**Required work:**
Rewrite the records below as a JSON list of strings with one string per line, dropping blank lines and leaving out the pictures.

## start Record list

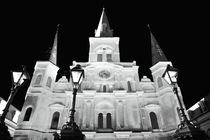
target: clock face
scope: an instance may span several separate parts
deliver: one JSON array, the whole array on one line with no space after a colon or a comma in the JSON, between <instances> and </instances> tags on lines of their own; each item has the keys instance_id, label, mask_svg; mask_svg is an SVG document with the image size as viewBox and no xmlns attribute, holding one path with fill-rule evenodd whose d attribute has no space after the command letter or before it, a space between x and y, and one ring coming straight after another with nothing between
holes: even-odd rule
<instances>
[{"instance_id":1,"label":"clock face","mask_svg":"<svg viewBox=\"0 0 210 140\"><path fill-rule=\"evenodd\" d=\"M102 70L99 72L99 77L103 79L108 79L111 76L111 73L108 70Z\"/></svg>"}]
</instances>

## end Record list

**Solution to the exercise:**
[
  "target: clock face",
  "scope: an instance may span several separate parts",
  "deliver: one JSON array, the whole array on one line with no space after a colon or a comma in the JSON, between <instances> and </instances> tags on lines of their own; each item has the keys instance_id, label, mask_svg; mask_svg is an SVG document with the image size as viewBox and no xmlns attribute, holding one path with fill-rule evenodd whose d attribute has no space after the command letter or before it, a space between x and y, and one ring coming straight after another with nothing between",
  "holes: even-odd rule",
  "<instances>",
  "[{\"instance_id\":1,\"label\":\"clock face\",\"mask_svg\":\"<svg viewBox=\\\"0 0 210 140\\\"><path fill-rule=\\\"evenodd\\\" d=\\\"M102 70L99 72L99 77L103 79L108 79L111 76L111 73L108 70Z\\\"/></svg>\"}]",
  "</instances>"
]